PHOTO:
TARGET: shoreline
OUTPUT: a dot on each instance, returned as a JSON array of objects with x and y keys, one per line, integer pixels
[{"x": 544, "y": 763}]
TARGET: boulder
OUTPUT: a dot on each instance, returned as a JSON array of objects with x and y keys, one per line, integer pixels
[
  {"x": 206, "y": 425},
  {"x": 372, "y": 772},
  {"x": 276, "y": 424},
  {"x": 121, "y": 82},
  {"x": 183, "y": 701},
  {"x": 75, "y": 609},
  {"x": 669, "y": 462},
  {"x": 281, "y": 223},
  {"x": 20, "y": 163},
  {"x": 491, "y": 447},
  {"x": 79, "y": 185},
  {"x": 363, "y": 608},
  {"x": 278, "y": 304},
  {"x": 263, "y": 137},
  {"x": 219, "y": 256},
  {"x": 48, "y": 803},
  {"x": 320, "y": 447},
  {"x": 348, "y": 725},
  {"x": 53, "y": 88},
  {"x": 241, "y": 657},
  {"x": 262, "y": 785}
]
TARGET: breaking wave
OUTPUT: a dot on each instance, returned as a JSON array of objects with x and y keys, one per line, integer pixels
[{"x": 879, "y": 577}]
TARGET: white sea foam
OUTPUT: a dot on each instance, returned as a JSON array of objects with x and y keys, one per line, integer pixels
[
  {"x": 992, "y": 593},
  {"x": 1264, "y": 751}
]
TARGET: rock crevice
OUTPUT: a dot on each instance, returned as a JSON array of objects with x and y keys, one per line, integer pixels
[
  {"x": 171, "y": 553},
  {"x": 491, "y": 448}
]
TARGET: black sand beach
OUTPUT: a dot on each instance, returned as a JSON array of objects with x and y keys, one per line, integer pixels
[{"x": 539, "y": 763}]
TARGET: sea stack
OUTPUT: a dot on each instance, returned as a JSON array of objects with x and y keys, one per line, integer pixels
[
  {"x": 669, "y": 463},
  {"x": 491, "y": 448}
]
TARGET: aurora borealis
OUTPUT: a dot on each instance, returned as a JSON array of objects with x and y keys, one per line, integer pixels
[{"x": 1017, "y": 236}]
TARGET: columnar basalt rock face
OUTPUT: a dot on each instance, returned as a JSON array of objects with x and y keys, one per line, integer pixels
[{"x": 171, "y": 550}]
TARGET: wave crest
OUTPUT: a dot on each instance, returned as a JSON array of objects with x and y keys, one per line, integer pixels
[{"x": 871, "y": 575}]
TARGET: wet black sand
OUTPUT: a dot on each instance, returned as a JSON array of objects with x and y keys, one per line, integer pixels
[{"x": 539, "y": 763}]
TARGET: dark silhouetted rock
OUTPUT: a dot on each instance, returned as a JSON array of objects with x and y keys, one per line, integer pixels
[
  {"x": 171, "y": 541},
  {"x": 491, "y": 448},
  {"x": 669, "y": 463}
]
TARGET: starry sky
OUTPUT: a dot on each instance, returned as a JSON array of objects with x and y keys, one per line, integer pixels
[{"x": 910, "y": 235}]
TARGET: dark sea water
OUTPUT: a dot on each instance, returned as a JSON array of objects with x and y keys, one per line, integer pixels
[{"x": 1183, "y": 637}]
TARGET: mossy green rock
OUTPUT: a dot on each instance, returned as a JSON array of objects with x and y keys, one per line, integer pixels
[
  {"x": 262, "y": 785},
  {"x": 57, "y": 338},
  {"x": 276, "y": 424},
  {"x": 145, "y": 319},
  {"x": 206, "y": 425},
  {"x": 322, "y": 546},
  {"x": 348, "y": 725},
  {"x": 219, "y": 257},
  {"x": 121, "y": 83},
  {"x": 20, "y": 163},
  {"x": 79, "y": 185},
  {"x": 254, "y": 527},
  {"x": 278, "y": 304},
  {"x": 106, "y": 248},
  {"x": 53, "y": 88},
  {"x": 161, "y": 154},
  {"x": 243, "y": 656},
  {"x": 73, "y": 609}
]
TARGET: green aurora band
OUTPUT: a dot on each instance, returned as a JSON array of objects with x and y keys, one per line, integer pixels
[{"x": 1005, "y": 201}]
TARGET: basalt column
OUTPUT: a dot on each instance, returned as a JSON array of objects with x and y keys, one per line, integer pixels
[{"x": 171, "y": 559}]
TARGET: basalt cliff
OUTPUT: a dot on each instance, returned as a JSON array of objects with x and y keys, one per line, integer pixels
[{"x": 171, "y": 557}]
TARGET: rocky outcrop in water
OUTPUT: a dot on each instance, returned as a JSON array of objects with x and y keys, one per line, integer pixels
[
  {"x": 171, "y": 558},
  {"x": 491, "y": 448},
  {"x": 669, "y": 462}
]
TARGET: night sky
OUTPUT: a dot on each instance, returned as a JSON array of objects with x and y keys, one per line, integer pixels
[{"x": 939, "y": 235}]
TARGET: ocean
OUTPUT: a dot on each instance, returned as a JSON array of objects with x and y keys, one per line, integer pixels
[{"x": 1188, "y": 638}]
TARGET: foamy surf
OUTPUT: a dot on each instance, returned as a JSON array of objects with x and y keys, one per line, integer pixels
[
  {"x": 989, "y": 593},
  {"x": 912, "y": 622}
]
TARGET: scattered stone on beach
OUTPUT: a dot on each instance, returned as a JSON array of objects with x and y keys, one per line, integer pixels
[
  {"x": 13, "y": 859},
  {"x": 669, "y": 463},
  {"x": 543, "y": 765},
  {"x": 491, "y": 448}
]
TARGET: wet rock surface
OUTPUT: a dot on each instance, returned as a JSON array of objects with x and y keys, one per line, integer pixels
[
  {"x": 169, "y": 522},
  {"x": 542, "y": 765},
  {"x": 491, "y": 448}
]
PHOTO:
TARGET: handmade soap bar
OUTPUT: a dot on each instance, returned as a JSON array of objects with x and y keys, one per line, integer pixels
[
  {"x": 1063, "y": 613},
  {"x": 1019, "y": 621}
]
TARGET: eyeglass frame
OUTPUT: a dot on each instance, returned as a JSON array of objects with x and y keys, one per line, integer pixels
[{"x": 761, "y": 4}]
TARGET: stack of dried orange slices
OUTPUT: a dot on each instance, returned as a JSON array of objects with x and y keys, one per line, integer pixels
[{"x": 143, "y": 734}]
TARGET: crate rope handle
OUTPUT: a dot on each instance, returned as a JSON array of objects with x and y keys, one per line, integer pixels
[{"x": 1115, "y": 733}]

**********

Copy out all the entries shown above, character for character.

PHOTO:
TARGET: shoreline
OUTPUT: a dot on each instance, returned as a JSON array of objects with x and y keys, one per line, integer pixels
[{"x": 544, "y": 763}]
TARGET: boulder
OUTPUT: a dot on each instance, returned as a JSON array of objects with x and y keys, one per line, integer pixels
[
  {"x": 206, "y": 425},
  {"x": 372, "y": 772},
  {"x": 276, "y": 424},
  {"x": 121, "y": 82},
  {"x": 183, "y": 701},
  {"x": 75, "y": 609},
  {"x": 669, "y": 462},
  {"x": 281, "y": 223},
  {"x": 20, "y": 163},
  {"x": 491, "y": 447},
  {"x": 79, "y": 185},
  {"x": 363, "y": 608},
  {"x": 278, "y": 304},
  {"x": 263, "y": 137},
  {"x": 219, "y": 256},
  {"x": 48, "y": 803},
  {"x": 320, "y": 447},
  {"x": 348, "y": 725},
  {"x": 53, "y": 88},
  {"x": 241, "y": 657},
  {"x": 262, "y": 785}
]
TARGET: breaking wave
OUTPUT: a dot on each instance, returned as a JSON array of objects with x and y keys, one per line, integer pixels
[{"x": 879, "y": 577}]
TARGET: white sea foam
OUTPUT: a dot on each instance, returned as a JSON array of objects with x and y keys, one per line, integer pixels
[
  {"x": 992, "y": 593},
  {"x": 1264, "y": 751}
]
TARGET: rock crevice
OUTPUT: a dot on each instance, returned as a JSON array of objects with x and y keys, one per line, integer pixels
[
  {"x": 171, "y": 553},
  {"x": 491, "y": 448}
]
TARGET: black sand beach
OUTPUT: a dot on each instance, returned as a JSON array of objects with x and y keys, one per line, integer pixels
[{"x": 539, "y": 763}]
TARGET: sea stack
OUTPUT: a dot on each instance, returned as a JSON array of objects with x and y keys, one per line, integer pixels
[
  {"x": 669, "y": 463},
  {"x": 491, "y": 448}
]
TARGET: aurora borealis
OUTPUT: a dot on each instance, returned as a JSON array of objects with x and y keys, one per line, integer pixels
[{"x": 1017, "y": 236}]
TARGET: columnar basalt rock face
OUTPUT: a dot on each instance, returned as a JSON array of objects with x and y keys, one per line, integer pixels
[{"x": 171, "y": 550}]
TARGET: wave crest
OUTPUT: a dot on each instance, returned as a JSON array of objects with x and y keys, one per line, integer pixels
[{"x": 871, "y": 575}]
TARGET: wet black sand
OUTPUT: a dot on each instance, returned as a JSON array of objects with x and y keys, one per line, integer pixels
[{"x": 539, "y": 763}]
TARGET: dark silhouetted rock
OUTPUT: a dot on each instance, returned as a JSON array of objects with x and y keys, one per line, integer pixels
[
  {"x": 171, "y": 541},
  {"x": 491, "y": 448},
  {"x": 669, "y": 463}
]
TARGET: starry sky
OUTPUT: a dot on each instance, returned as a JSON array of objects with x and y keys, one per line, integer pixels
[{"x": 910, "y": 235}]
TARGET: dark sea water
OUTPUT: a dot on each instance, returned as a JSON array of objects with x and y keys, one per line, integer pixels
[{"x": 1183, "y": 637}]
TARGET: mossy green rock
OUTPUT: a dot on each instance, returned as a JSON array of objects with x and y keys, one per line, integer pixels
[
  {"x": 262, "y": 785},
  {"x": 57, "y": 338},
  {"x": 276, "y": 424},
  {"x": 145, "y": 319},
  {"x": 206, "y": 425},
  {"x": 322, "y": 546},
  {"x": 348, "y": 725},
  {"x": 219, "y": 257},
  {"x": 121, "y": 83},
  {"x": 20, "y": 163},
  {"x": 79, "y": 185},
  {"x": 254, "y": 527},
  {"x": 278, "y": 304},
  {"x": 106, "y": 248},
  {"x": 53, "y": 88},
  {"x": 161, "y": 154},
  {"x": 243, "y": 656},
  {"x": 73, "y": 609}
]
TARGET: green aurora band
OUTPUT: a dot on each instance, returned as a JSON array of objects with x and y keys, one per line, integer pixels
[{"x": 1005, "y": 201}]
TARGET: basalt column
OUTPUT: a dot on each instance, returned as a JSON array of objects with x and y keys, one per line, integer pixels
[{"x": 171, "y": 559}]
TARGET: basalt cliff
OUTPUT: a dot on each instance, returned as a JSON array of objects with x and y keys, one per line, integer pixels
[{"x": 171, "y": 557}]
TARGET: rocky outcrop in water
OUTPUT: a dot on each instance, returned as a JSON array of objects with x and y keys, one per line, integer pixels
[
  {"x": 171, "y": 558},
  {"x": 491, "y": 448},
  {"x": 669, "y": 462}
]
TARGET: night sky
OUTPUT: a dot on each instance, returned as a JSON array of objects with x and y keys, one per line, integer pixels
[{"x": 939, "y": 235}]
TARGET: ocean
OUTPUT: a dot on each instance, returned as a JSON array of objects with x and y keys, one per line, integer pixels
[{"x": 1188, "y": 638}]
TARGET: foamy surf
OUTPUT: a dot on each instance, returned as a JSON array of objects with x and y keys, one per line, integer pixels
[
  {"x": 989, "y": 593},
  {"x": 912, "y": 622}
]
TARGET: scattered stone on beach
OUTPUT: a dot on each instance, returned as a JSON array of objects with x and y keys, one per line, integer pixels
[
  {"x": 13, "y": 859},
  {"x": 669, "y": 463},
  {"x": 543, "y": 765},
  {"x": 491, "y": 448}
]
TARGET: wet rock surface
OUTPUT: a dot on each instance, returned as a JSON array of objects with x and y keys, one per line, integer pixels
[
  {"x": 169, "y": 522},
  {"x": 542, "y": 765},
  {"x": 491, "y": 448}
]
PHOTO:
TARGET: handmade soap bar
OUTPUT: a dot on each instance, returned as a JSON array of objects with x and y keys, one per line, integer pixels
[
  {"x": 1063, "y": 613},
  {"x": 1019, "y": 621}
]
TARGET: eyeglass frame
OUTPUT: a dot on each instance, returned as a JSON array of objects with x and y keys, one per line, integer pixels
[{"x": 761, "y": 4}]
TARGET: stack of dried orange slices
OUTPUT: a dot on each instance, returned as a JSON array of objects with x and y keys, one per line, integer pixels
[{"x": 143, "y": 734}]
TARGET: crate rope handle
OUTPUT: a dot on each instance, returned as a JSON array of objects with x and y keys, one per line, integer pixels
[{"x": 1115, "y": 733}]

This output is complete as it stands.